Rewrite the lines from the line with "the bird, place" to the line with "green leaf, place", putting "widest part" wherever "thickest part" occurs and keeping everything else the same.
○ ○ ○ ○
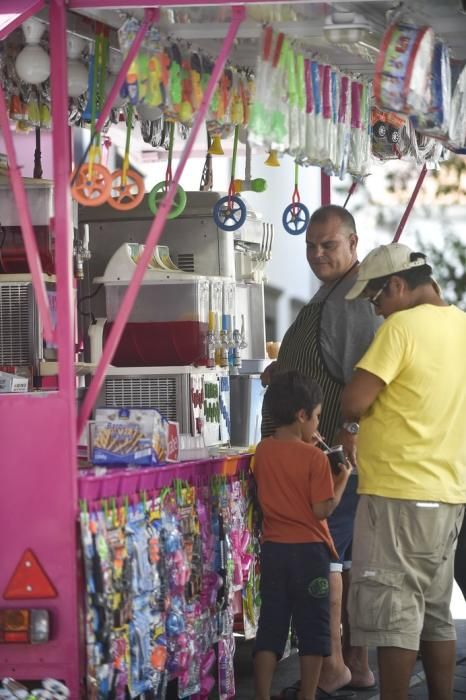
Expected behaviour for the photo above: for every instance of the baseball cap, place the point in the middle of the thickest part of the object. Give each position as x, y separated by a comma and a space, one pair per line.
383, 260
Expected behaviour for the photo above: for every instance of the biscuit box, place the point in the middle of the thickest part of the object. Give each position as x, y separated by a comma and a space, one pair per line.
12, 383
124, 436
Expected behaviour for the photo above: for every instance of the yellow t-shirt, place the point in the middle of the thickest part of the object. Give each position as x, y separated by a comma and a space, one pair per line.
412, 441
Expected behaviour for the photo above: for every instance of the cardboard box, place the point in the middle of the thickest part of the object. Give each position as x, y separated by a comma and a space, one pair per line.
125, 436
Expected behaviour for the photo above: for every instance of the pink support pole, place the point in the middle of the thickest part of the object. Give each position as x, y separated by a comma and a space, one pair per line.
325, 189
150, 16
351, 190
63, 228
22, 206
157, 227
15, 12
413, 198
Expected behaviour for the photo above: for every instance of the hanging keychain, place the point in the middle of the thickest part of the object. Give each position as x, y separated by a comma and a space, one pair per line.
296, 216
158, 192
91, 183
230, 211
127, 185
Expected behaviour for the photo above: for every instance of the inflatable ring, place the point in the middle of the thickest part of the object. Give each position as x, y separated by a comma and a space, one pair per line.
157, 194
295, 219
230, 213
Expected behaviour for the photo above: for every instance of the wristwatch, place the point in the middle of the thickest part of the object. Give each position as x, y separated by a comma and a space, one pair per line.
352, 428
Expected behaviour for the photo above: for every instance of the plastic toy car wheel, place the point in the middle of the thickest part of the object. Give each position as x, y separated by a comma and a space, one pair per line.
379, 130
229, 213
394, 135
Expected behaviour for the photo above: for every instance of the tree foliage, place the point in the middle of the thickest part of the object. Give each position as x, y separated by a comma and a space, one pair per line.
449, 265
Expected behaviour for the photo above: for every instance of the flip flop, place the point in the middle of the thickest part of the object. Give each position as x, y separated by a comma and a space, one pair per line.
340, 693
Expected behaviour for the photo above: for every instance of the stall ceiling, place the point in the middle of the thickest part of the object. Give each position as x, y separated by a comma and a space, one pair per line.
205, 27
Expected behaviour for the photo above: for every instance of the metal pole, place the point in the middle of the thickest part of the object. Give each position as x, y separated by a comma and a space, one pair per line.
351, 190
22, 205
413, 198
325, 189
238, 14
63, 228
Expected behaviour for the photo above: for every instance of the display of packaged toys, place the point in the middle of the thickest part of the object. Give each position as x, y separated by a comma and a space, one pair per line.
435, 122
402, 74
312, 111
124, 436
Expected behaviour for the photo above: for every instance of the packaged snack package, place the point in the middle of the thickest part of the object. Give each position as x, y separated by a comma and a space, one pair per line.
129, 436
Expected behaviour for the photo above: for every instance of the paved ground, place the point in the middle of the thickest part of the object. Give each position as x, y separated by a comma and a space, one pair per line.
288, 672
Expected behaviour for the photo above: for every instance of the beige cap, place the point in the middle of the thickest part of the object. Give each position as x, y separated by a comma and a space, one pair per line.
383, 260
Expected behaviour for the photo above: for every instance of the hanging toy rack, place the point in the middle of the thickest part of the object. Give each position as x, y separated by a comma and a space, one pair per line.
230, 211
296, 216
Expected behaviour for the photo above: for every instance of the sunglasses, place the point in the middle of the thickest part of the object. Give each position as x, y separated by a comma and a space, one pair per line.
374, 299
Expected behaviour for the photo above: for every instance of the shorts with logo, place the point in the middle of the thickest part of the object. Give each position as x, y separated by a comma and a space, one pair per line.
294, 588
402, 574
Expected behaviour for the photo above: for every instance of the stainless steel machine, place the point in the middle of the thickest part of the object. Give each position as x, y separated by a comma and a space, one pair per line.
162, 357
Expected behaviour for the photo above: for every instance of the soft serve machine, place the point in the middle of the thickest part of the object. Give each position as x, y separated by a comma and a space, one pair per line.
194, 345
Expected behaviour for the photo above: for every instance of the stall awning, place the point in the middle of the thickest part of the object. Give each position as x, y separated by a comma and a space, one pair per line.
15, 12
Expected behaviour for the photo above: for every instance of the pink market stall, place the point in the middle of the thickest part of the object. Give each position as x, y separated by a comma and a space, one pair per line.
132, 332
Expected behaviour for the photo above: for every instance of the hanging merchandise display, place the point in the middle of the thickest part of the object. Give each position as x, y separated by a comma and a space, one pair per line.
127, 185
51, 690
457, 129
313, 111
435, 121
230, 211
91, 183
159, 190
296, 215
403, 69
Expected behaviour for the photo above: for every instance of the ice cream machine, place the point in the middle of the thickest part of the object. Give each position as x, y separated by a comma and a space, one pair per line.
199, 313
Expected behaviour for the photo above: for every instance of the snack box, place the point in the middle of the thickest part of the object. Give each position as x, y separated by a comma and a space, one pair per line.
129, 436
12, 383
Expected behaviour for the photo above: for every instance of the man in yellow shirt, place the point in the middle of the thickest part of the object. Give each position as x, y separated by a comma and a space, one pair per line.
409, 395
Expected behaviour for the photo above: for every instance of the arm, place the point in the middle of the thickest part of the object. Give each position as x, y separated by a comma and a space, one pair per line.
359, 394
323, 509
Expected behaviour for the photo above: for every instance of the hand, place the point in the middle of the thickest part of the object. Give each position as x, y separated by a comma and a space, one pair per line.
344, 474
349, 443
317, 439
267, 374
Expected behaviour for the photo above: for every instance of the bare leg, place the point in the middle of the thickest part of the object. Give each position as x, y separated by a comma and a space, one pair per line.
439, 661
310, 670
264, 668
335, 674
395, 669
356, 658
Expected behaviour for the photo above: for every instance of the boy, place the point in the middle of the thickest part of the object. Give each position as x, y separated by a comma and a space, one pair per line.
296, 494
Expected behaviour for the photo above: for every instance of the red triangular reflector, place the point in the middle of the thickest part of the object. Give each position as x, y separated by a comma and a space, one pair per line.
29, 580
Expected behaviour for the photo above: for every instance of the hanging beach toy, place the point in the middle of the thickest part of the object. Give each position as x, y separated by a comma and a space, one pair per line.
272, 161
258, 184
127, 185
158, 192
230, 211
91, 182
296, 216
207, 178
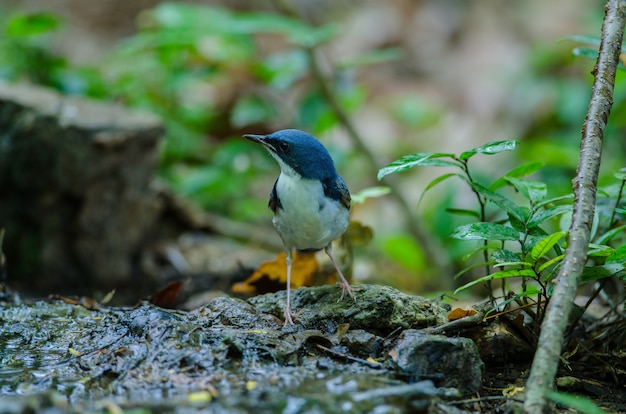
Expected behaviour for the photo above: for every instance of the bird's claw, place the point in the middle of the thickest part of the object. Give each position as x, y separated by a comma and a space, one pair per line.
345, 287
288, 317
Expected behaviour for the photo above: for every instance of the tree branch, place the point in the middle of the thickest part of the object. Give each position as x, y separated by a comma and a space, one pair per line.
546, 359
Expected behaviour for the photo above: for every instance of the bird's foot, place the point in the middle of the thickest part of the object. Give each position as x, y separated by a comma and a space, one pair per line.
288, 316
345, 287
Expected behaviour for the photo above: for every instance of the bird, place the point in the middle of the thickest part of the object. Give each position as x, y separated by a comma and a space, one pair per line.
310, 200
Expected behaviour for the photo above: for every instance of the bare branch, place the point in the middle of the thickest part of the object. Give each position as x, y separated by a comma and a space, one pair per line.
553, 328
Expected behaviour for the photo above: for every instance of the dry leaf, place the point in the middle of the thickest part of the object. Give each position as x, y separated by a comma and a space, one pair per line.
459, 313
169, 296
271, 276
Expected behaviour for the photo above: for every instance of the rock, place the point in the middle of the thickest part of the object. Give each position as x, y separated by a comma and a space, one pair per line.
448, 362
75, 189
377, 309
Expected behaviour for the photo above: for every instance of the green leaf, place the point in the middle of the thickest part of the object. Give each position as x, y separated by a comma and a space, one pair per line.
○ ○ ○ ○
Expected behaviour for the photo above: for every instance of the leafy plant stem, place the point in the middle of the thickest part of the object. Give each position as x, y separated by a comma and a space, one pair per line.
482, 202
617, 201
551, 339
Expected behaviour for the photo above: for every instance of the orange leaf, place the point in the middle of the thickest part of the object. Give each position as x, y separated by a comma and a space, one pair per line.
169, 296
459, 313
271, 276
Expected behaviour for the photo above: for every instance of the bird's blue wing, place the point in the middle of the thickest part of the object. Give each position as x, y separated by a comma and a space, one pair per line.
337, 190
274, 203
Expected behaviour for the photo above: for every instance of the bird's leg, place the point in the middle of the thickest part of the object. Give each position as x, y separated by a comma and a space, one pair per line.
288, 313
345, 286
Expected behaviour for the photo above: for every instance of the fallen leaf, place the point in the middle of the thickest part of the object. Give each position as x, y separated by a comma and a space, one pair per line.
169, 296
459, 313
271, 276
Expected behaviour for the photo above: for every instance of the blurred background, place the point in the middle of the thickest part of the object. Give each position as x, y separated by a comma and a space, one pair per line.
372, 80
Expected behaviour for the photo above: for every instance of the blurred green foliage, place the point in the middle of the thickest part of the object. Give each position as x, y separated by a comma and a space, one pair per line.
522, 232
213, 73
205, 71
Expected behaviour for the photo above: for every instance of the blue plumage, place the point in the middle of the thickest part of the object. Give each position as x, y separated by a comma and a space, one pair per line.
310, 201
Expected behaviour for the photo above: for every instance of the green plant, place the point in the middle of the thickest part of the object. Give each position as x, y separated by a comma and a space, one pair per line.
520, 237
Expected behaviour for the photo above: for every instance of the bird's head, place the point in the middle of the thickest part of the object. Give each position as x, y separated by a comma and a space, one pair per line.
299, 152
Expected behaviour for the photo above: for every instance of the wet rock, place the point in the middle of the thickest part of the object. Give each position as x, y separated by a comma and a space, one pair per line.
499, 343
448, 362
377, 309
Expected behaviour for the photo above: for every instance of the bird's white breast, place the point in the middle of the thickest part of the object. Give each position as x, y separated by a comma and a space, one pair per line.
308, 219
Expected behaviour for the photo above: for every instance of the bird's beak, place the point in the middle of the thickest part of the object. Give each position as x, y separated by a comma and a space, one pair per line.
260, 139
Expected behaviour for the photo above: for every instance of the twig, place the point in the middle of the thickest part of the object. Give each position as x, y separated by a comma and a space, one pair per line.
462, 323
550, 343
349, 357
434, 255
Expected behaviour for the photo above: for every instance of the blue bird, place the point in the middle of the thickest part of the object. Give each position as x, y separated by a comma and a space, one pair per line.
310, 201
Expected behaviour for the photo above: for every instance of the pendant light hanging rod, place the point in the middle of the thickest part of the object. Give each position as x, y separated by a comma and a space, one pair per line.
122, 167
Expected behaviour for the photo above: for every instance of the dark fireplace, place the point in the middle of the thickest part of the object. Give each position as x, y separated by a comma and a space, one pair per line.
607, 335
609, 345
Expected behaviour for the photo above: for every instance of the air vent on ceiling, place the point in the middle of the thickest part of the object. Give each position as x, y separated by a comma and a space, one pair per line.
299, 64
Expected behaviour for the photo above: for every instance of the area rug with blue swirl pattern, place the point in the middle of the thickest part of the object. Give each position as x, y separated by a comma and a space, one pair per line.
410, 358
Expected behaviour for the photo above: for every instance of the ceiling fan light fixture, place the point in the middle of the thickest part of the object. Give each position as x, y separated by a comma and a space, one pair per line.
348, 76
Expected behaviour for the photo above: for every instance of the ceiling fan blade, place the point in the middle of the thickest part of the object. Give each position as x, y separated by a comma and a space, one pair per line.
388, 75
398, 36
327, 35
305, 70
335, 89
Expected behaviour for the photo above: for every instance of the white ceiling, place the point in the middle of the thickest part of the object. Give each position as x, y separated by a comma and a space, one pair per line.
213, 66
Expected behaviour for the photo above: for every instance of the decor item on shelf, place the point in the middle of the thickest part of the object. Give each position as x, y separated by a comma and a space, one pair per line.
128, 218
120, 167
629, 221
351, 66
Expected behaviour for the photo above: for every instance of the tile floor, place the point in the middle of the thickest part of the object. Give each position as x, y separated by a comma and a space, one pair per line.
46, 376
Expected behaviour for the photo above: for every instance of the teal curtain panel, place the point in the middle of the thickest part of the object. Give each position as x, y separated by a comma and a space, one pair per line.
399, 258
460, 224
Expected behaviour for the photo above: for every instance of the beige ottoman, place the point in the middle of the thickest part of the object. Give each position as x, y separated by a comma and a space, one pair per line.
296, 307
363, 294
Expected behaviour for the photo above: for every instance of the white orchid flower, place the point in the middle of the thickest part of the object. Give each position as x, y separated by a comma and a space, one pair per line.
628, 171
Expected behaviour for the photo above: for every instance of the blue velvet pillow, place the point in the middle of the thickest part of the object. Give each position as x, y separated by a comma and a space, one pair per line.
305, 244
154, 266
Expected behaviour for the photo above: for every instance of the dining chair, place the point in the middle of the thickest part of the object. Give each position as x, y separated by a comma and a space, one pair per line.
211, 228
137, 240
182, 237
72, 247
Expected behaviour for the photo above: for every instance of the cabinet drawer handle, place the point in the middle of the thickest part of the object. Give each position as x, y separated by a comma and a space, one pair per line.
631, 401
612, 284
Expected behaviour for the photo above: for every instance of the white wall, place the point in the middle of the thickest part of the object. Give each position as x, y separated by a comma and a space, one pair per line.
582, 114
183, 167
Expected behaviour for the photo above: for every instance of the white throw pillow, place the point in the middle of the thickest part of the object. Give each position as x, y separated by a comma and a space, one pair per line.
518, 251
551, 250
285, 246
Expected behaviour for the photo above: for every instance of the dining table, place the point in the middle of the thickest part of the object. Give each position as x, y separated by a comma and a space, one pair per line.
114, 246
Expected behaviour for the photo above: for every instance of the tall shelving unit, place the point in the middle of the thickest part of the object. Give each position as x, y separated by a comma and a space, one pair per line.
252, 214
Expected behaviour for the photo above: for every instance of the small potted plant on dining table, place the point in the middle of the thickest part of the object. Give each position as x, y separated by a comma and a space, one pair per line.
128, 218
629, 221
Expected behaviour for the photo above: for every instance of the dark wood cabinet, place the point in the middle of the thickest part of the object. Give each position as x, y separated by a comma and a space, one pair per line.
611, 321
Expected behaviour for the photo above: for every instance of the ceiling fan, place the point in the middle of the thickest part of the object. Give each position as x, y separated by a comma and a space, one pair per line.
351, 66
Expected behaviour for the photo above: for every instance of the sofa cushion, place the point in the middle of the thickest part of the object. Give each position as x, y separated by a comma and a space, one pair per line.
○ ○ ○ ○
## TASK SOLUTION
Expected behaviour for the photo above: for every instance of the bird, place the point in the middle of the widest part of the object. Give each position as x, y separated by a comma and a space, one pair per line.
310, 200
Expected behaviour for the photo above: for every instance of the bare branch, place the point in the middle of the widest part of the object. Give each position as x, y separated by a comma and a space, one pair per line.
553, 328
Expected behaviour for the photo above: for every instance of the dry leaf, place the point in the middle of the widest part of the object. Give each position as x, y separated by a comma and a space, one pair per line.
459, 313
169, 296
271, 276
Expected behaviour for the photo above: for every instance of the rock, place the point in the middle of the widest part of the object. Give each position as x, y separated by a comma and a space, one pair per line.
448, 362
75, 189
377, 309
Expected behaviour for the photo above: for every instance of the green leaf, place the point in the middle of the widest part of the object. Give each position as x, y separated by a comma and a space, one pair per line.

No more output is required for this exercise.